----- TEXTE FOURNI

La démarche évaluative s’opérationnalise alors par une planification de l’évaluation qui repose sur un tableau de spécifications. Les items sont placés dans ce tableau en fonction des contenus qui peuvent faire l’objet d’une évaluation et du niveau cognitif auquel ils se situent. Par exemple, les items de l’examen d’aptitude du Conseil médical du Canada (EACMC, partie 1) [17] visent à évaluer les connaissances médicales essentielles et la prise de décision clinique des candidats. Chaque item est identifié relativement à deux grandes catégories. La première est axée sur la dimension des soins et couvre le spectre des soins médicaux (promotion de la santé et prévention de la maladie ; affections aiguës ; affections chroniques ; aspects psychosociaux). La seconde porte sur les activités du médecin (évaluation et diagnostic ; prise en charge ; communication ; comportements professionnels).

----------
----- LIGNES FOURNIES

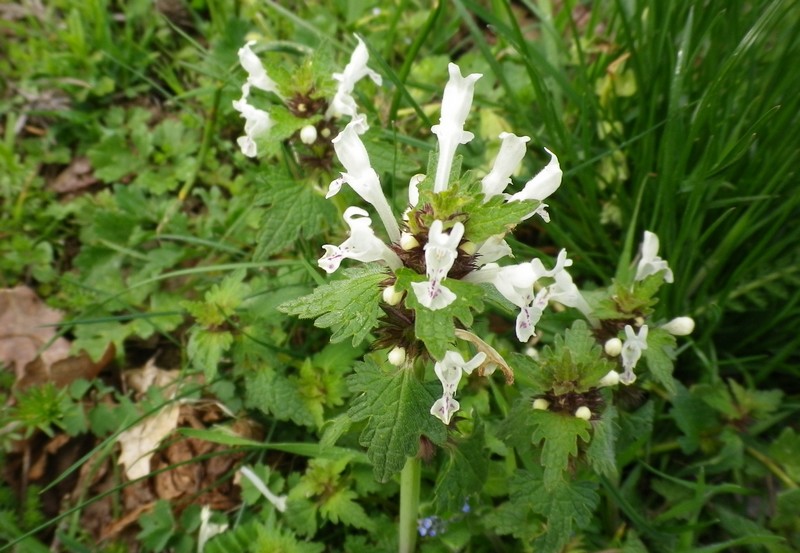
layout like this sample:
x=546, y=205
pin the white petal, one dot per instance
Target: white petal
x=650, y=263
x=362, y=177
x=444, y=408
x=456, y=103
x=256, y=74
x=343, y=102
x=508, y=159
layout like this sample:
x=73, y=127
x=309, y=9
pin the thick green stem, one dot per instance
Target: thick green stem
x=409, y=504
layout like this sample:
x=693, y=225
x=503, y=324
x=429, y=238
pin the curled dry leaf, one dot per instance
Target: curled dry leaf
x=26, y=328
x=139, y=442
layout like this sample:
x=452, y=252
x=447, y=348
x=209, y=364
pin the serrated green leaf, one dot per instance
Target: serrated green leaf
x=206, y=348
x=601, y=452
x=497, y=216
x=295, y=210
x=560, y=434
x=659, y=356
x=437, y=328
x=277, y=395
x=566, y=506
x=349, y=307
x=396, y=407
x=464, y=472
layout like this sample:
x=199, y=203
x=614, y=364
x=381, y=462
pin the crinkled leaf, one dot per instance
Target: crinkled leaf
x=295, y=210
x=560, y=434
x=396, y=406
x=601, y=453
x=567, y=506
x=464, y=472
x=437, y=328
x=277, y=395
x=497, y=216
x=349, y=307
x=659, y=355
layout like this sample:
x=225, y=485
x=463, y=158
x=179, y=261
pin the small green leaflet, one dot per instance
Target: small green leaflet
x=560, y=434
x=659, y=355
x=566, y=506
x=437, y=328
x=463, y=473
x=349, y=307
x=294, y=210
x=497, y=216
x=396, y=407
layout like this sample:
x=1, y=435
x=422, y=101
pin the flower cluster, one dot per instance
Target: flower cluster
x=437, y=244
x=303, y=104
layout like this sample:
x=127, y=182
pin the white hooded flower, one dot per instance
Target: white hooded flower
x=256, y=74
x=343, y=102
x=632, y=352
x=680, y=326
x=650, y=263
x=279, y=501
x=456, y=103
x=441, y=252
x=541, y=187
x=362, y=245
x=492, y=249
x=257, y=122
x=360, y=175
x=449, y=371
x=512, y=150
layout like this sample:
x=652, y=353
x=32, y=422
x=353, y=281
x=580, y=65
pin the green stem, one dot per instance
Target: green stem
x=409, y=504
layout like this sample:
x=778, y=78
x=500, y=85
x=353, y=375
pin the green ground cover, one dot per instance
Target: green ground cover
x=178, y=373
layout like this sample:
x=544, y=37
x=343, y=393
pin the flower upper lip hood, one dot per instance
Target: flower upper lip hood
x=456, y=103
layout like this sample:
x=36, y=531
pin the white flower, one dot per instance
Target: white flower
x=541, y=187
x=444, y=407
x=362, y=245
x=279, y=501
x=529, y=316
x=565, y=292
x=456, y=103
x=680, y=326
x=449, y=371
x=308, y=134
x=256, y=74
x=494, y=248
x=440, y=254
x=512, y=150
x=650, y=263
x=343, y=102
x=208, y=529
x=611, y=379
x=632, y=352
x=361, y=176
x=256, y=123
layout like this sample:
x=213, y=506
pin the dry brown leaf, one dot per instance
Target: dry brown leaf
x=24, y=331
x=77, y=176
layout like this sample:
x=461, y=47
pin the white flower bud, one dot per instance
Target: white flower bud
x=468, y=248
x=611, y=379
x=397, y=356
x=308, y=134
x=391, y=295
x=408, y=241
x=613, y=347
x=541, y=404
x=680, y=326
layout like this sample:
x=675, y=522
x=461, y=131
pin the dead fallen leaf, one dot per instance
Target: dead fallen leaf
x=64, y=371
x=77, y=176
x=23, y=330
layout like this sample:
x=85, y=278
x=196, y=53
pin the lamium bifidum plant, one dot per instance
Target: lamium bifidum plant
x=425, y=279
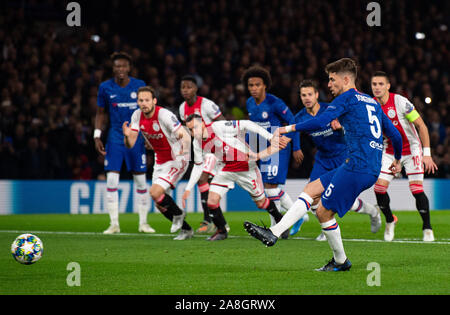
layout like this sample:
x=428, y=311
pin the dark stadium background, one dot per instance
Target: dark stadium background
x=49, y=72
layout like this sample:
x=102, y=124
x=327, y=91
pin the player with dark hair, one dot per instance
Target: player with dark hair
x=226, y=139
x=118, y=98
x=210, y=112
x=364, y=124
x=171, y=143
x=270, y=112
x=331, y=152
x=414, y=134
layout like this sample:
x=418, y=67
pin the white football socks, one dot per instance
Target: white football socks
x=142, y=197
x=360, y=206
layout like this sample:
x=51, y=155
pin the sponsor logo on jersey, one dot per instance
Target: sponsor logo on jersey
x=409, y=107
x=129, y=105
x=391, y=113
x=155, y=136
x=325, y=133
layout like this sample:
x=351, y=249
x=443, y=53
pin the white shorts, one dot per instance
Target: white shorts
x=210, y=164
x=167, y=175
x=250, y=181
x=413, y=165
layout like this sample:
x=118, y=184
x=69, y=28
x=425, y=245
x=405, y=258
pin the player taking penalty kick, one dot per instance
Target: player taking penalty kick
x=364, y=124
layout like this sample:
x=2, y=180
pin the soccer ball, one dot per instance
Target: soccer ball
x=27, y=249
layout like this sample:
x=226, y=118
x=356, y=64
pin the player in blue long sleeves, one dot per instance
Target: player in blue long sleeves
x=364, y=123
x=331, y=152
x=270, y=112
x=118, y=98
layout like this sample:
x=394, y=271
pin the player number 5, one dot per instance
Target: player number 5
x=376, y=130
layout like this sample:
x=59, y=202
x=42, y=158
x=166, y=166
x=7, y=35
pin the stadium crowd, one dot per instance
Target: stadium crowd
x=50, y=72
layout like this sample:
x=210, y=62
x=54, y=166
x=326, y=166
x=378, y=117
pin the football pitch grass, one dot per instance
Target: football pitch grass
x=136, y=263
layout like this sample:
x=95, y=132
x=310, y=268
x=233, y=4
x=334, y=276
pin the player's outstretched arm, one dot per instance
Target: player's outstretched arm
x=392, y=133
x=429, y=165
x=130, y=136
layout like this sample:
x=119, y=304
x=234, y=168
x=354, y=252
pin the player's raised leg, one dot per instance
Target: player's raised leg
x=332, y=231
x=297, y=211
x=112, y=202
x=383, y=202
x=423, y=206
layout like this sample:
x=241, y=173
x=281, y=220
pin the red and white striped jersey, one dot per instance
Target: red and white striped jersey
x=402, y=114
x=160, y=130
x=203, y=107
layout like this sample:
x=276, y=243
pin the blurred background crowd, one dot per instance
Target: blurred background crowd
x=50, y=72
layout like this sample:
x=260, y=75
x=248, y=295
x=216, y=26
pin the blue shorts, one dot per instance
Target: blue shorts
x=342, y=187
x=274, y=169
x=324, y=165
x=135, y=158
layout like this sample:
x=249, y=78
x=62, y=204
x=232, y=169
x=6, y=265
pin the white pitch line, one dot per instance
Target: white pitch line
x=401, y=241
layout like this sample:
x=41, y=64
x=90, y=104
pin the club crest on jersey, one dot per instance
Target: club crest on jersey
x=391, y=113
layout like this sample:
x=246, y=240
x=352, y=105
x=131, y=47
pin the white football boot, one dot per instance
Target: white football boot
x=177, y=222
x=389, y=230
x=428, y=235
x=184, y=235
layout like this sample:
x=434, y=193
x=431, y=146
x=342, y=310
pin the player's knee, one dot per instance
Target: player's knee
x=262, y=203
x=380, y=189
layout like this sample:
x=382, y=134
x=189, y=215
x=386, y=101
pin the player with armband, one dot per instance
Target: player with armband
x=210, y=112
x=270, y=112
x=364, y=124
x=226, y=139
x=171, y=143
x=416, y=159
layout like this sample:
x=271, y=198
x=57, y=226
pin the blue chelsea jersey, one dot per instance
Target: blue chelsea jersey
x=121, y=102
x=271, y=114
x=330, y=143
x=364, y=123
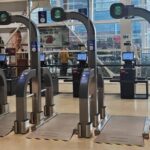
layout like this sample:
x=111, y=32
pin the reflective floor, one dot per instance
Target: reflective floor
x=64, y=102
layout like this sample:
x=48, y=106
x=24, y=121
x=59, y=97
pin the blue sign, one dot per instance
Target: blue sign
x=42, y=16
x=85, y=77
x=83, y=11
x=34, y=46
x=91, y=45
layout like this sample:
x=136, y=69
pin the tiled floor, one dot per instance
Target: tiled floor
x=66, y=103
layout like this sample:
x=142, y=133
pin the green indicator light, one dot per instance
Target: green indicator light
x=3, y=17
x=118, y=10
x=57, y=14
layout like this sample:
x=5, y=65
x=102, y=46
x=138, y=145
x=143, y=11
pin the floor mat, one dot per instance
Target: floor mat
x=126, y=130
x=7, y=123
x=59, y=128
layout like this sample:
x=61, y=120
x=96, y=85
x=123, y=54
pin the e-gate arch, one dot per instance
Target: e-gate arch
x=21, y=123
x=88, y=101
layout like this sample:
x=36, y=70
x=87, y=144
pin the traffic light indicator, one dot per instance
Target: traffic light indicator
x=58, y=14
x=5, y=18
x=117, y=10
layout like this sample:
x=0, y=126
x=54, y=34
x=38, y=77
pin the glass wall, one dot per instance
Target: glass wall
x=107, y=29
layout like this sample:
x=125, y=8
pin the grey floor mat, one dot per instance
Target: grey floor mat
x=59, y=128
x=7, y=123
x=126, y=130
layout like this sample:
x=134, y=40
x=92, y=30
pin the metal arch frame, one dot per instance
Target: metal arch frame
x=87, y=116
x=90, y=35
x=85, y=129
x=4, y=108
x=35, y=58
x=36, y=115
x=22, y=122
x=132, y=11
x=49, y=101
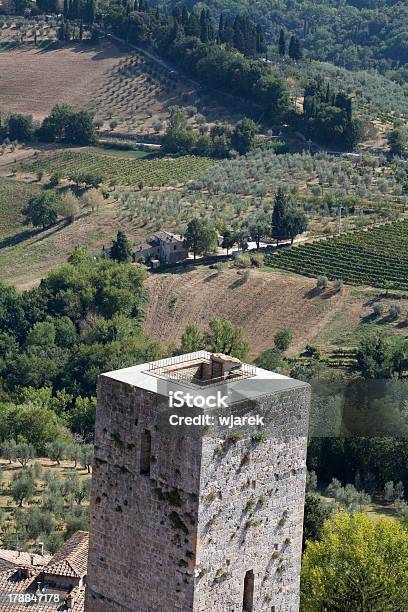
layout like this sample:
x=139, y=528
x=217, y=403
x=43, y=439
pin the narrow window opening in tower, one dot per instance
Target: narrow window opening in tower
x=248, y=600
x=145, y=453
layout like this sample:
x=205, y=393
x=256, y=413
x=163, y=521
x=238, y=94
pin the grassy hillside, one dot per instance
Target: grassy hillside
x=355, y=33
x=376, y=257
x=154, y=171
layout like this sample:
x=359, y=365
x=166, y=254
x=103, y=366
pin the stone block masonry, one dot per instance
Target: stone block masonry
x=195, y=524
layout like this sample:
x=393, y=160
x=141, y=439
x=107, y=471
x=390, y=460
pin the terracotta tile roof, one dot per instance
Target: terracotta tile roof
x=22, y=577
x=12, y=558
x=78, y=599
x=168, y=237
x=12, y=582
x=72, y=559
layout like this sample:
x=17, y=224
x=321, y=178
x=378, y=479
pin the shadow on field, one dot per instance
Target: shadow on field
x=18, y=238
x=40, y=234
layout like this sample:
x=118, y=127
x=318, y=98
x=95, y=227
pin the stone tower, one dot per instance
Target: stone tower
x=197, y=518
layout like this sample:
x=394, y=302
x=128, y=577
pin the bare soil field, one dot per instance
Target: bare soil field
x=127, y=88
x=266, y=303
x=269, y=301
x=33, y=80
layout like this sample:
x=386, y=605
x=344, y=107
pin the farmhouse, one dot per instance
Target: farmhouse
x=164, y=246
x=61, y=576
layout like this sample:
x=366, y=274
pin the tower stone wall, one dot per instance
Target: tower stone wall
x=208, y=516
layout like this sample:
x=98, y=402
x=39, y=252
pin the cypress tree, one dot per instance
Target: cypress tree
x=282, y=43
x=193, y=26
x=121, y=249
x=203, y=26
x=295, y=51
x=260, y=41
x=184, y=17
x=278, y=216
x=220, y=37
x=210, y=26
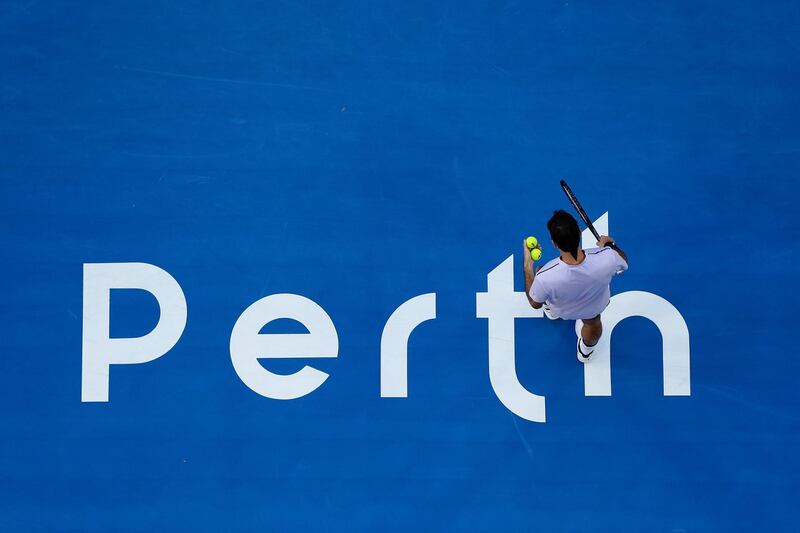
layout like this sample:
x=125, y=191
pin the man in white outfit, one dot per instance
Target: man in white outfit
x=575, y=285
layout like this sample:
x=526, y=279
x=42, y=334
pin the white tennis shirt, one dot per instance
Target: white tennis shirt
x=577, y=292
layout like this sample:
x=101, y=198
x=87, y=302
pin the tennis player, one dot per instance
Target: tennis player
x=575, y=285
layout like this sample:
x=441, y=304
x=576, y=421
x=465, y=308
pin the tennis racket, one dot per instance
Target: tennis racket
x=577, y=205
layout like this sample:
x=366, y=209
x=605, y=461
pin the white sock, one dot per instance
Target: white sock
x=585, y=348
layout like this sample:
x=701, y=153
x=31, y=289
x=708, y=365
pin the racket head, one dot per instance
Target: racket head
x=577, y=205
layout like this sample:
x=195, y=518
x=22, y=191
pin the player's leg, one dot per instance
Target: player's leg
x=591, y=330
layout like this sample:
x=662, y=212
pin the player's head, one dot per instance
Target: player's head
x=565, y=232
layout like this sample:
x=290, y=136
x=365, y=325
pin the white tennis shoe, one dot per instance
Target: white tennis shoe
x=585, y=353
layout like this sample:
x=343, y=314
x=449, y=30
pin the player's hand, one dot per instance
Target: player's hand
x=604, y=241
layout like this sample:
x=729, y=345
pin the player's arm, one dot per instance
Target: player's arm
x=605, y=239
x=530, y=274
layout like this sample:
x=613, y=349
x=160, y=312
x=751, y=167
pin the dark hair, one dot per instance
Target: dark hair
x=565, y=232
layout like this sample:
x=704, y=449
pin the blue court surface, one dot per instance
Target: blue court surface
x=352, y=156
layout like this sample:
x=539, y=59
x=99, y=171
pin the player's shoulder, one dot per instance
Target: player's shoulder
x=596, y=251
x=550, y=266
x=601, y=255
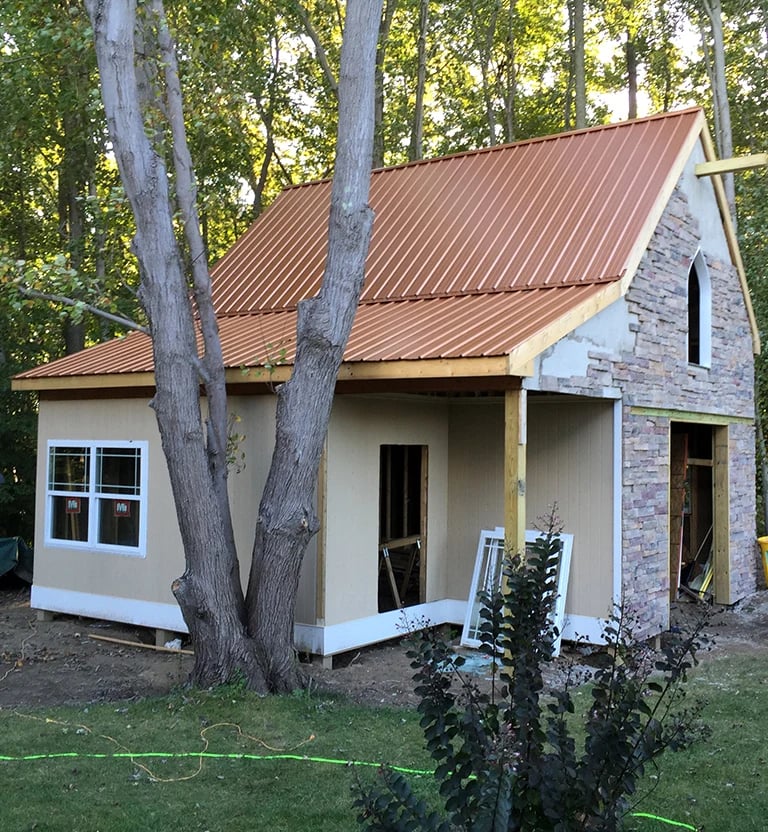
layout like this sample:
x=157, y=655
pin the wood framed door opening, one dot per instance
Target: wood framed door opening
x=698, y=508
x=402, y=526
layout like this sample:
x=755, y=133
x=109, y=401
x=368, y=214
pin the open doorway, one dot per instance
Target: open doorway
x=402, y=526
x=698, y=507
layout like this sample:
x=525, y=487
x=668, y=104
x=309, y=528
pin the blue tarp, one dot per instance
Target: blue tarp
x=16, y=556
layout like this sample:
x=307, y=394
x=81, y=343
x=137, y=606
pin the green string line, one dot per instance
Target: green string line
x=663, y=820
x=211, y=755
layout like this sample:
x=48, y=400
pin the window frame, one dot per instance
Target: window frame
x=94, y=492
x=703, y=320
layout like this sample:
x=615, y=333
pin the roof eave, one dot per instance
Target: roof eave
x=730, y=234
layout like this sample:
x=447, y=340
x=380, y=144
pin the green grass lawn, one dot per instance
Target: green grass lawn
x=717, y=786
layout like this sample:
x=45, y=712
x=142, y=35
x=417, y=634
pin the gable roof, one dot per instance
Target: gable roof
x=478, y=261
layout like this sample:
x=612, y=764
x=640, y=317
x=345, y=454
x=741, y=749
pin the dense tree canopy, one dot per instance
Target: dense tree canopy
x=260, y=81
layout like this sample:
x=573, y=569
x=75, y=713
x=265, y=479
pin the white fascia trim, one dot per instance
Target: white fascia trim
x=350, y=635
x=109, y=607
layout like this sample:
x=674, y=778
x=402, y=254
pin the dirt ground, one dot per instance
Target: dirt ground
x=60, y=661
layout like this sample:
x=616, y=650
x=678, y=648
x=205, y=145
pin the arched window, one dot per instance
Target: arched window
x=699, y=313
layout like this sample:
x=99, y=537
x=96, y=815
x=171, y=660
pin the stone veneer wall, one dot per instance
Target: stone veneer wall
x=654, y=373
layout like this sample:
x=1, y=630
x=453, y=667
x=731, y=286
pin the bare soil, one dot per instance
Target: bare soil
x=59, y=662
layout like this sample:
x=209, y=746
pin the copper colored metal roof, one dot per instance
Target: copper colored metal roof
x=472, y=255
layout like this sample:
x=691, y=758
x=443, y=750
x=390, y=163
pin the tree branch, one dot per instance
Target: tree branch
x=322, y=58
x=102, y=313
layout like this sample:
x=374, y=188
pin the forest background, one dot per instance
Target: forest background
x=260, y=84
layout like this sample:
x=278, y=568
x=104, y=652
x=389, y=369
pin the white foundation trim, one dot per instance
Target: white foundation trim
x=584, y=628
x=109, y=607
x=322, y=641
x=349, y=635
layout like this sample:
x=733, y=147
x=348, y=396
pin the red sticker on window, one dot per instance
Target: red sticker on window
x=122, y=508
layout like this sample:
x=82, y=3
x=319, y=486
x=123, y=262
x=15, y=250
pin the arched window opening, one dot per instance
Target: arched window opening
x=699, y=313
x=694, y=317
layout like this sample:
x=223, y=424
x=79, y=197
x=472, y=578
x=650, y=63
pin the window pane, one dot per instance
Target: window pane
x=119, y=522
x=69, y=518
x=118, y=470
x=68, y=469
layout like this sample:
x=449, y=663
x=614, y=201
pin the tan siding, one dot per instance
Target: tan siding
x=570, y=449
x=569, y=460
x=476, y=484
x=148, y=578
x=359, y=426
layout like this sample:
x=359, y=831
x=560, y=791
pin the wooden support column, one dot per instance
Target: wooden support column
x=515, y=429
x=721, y=518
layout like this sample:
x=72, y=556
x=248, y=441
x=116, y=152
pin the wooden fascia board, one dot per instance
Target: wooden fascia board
x=522, y=356
x=425, y=368
x=735, y=163
x=349, y=371
x=730, y=234
x=90, y=382
x=382, y=370
x=643, y=239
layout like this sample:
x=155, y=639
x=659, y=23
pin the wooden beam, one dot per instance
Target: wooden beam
x=691, y=416
x=515, y=416
x=735, y=163
x=721, y=518
x=521, y=357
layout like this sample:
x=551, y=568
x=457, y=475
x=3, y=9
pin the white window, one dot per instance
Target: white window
x=97, y=495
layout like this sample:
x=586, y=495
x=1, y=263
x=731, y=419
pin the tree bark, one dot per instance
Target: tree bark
x=209, y=592
x=579, y=72
x=258, y=646
x=416, y=146
x=385, y=25
x=287, y=519
x=630, y=53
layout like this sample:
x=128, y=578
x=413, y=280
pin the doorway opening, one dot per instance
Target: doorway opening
x=402, y=526
x=698, y=505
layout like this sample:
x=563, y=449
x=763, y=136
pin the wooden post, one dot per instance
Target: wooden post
x=515, y=416
x=721, y=512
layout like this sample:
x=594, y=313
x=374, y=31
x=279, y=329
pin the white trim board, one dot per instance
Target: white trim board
x=319, y=640
x=349, y=635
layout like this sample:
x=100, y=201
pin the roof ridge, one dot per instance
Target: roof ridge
x=478, y=151
x=507, y=290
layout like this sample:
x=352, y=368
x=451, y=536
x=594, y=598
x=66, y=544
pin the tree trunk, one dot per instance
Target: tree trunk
x=72, y=187
x=385, y=24
x=257, y=646
x=630, y=53
x=287, y=520
x=416, y=147
x=209, y=592
x=579, y=73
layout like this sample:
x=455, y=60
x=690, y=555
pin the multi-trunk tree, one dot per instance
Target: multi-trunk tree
x=251, y=635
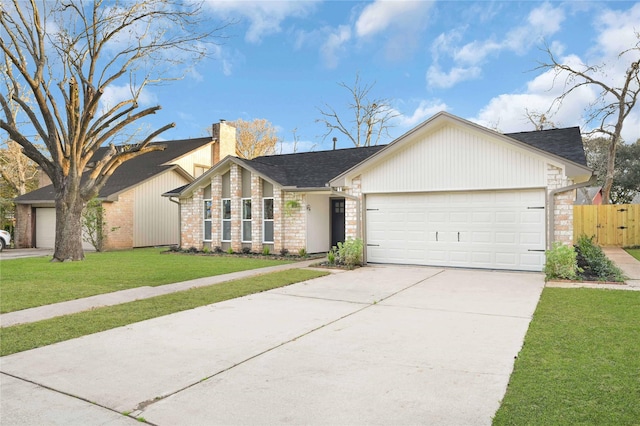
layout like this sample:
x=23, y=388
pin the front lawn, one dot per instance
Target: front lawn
x=634, y=252
x=23, y=337
x=579, y=363
x=25, y=283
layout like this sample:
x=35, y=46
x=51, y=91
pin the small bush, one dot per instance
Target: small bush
x=561, y=263
x=331, y=256
x=350, y=252
x=596, y=262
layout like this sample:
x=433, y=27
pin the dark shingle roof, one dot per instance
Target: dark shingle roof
x=565, y=143
x=131, y=172
x=310, y=169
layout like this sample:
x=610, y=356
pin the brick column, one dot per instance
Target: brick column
x=256, y=213
x=236, y=208
x=216, y=211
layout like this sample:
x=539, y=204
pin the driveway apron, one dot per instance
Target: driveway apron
x=377, y=345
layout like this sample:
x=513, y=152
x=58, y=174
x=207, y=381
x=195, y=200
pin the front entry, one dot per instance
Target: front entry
x=337, y=221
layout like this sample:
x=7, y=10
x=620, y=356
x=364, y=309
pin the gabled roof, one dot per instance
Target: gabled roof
x=565, y=143
x=131, y=173
x=563, y=146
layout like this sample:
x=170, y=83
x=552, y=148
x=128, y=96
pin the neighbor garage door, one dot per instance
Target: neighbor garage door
x=479, y=229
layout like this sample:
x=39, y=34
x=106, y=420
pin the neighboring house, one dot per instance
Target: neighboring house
x=132, y=197
x=447, y=193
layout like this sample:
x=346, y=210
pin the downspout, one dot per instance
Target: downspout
x=552, y=206
x=179, y=220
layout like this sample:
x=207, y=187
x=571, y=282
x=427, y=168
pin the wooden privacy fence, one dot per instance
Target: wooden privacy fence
x=612, y=225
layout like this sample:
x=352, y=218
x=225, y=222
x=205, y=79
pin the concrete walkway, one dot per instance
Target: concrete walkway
x=377, y=345
x=109, y=299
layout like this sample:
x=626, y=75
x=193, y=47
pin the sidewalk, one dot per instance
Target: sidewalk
x=109, y=299
x=629, y=264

----------

### TÂCHES À RÉALISER
1. Résumez le texte fourni en deux phrases.
2. Éditez le texte fourni en reproduisant le passage compris entre « La démarche évaluative » et « communication ; comportements professionnels). », inclusivement. Remplacez « candidats » par « postulants ».

### RÉPONSES PAR TÂCHE
1. La démarche évaluative se concrétise par une planification de l’évaluation reposant sur un tableau de spécifications, où les items sont placés selon les contenus pouvant être évalués et selon leur niveau cognitif. Par exemple, chaque item de l’examen d’aptitude du Conseil médical du Canada (EACMC, partie 1) est identifié selon deux grandes catégories : la dimension des soins, qui couvre le spectre des soins médicaux, et les activités du médecin.

2.
La démarche évaluative s’opérationnalise alors par une planification de l’évaluation qui repose sur un tableau de spécifications. Les items sont placés dans ce tableau en fonction des contenus qui peuvent faire l’objet d’une évaluation et du niveau cognitif auquel ils se situent. Par exemple, les items de l’examen d’aptitude du Conseil médical du Canada (EACMC, partie 1) [17] visent à évaluer les connaissances médicales essentielles et la prise de décision clinique des postulants. Chaque item est identifié relativement à deux grandes catégories. La première est axée sur la dimension des soins et couvre le spectre des soins médicaux (promotion de la santé et prévention de la maladie ; affections aiguës ; affections chroniques ; aspects psychosociaux). La seconde porte sur les activités du médecin (évaluation et diagnostic ; prise en charge ; communication ; comportements professionnels).